Print each of the following lines back unchanged, character for character.
◆ ◆ ◆ ◆ ◆
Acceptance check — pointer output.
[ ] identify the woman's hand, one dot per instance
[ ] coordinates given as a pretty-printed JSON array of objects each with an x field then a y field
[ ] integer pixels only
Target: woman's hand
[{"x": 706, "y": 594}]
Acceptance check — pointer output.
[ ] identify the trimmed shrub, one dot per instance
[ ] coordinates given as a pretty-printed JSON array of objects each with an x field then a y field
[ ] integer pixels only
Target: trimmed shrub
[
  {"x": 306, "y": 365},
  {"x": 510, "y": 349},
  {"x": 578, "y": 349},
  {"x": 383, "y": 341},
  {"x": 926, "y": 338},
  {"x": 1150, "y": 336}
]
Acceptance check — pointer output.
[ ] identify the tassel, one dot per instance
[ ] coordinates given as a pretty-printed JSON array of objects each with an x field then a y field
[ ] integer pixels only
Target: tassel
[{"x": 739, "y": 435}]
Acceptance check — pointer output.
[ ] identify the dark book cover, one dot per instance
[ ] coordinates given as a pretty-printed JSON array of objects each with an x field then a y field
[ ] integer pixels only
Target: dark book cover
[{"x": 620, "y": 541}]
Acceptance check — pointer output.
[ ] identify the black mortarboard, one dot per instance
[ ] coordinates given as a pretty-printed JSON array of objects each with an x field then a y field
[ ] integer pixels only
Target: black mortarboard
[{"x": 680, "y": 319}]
◆ ◆ ◆ ◆ ◆
### Exercise solution
Acceptance check — pointer output.
[ ] identify the woman's hand, one dot per instance
[ ] coordinates given as a pretty-printed JSON array of objects each with an x field then a y field
[ ] integer pixels only
Target: woman's hand
[{"x": 706, "y": 594}]
Acceptance check — pointer output.
[ ] identify the trimmed shrub, one dot per instance
[ ] coordinates given as a pretty-printed JSON array of objects each with an x field then a y field
[ ] integer pixels only
Target: trimmed shrub
[
  {"x": 306, "y": 365},
  {"x": 510, "y": 349},
  {"x": 578, "y": 349},
  {"x": 383, "y": 341},
  {"x": 926, "y": 338},
  {"x": 1150, "y": 336}
]
Acceptance check — pointer output.
[ ] identify the tassel, one dot per instance
[ ] coordinates given as a pretty-printed JSON array of objects each with an x field then a y field
[ ] integer pixels only
Target: tassel
[{"x": 739, "y": 435}]
Acceptance check — pointer output.
[ ] identify the dark book cover, one dot per instance
[ ] coordinates given as a pretty-printed JSON array of objects each with an x field then a y field
[ ] integer pixels only
Target: dark book cover
[{"x": 620, "y": 541}]
Acceptance check — pointer output.
[ ] identify the black mortarboard, one dot per instance
[ ] coordinates given as a pretty-printed JSON array of objects each with an x field then a y field
[ ] integer pixels only
Target: black mortarboard
[{"x": 680, "y": 319}]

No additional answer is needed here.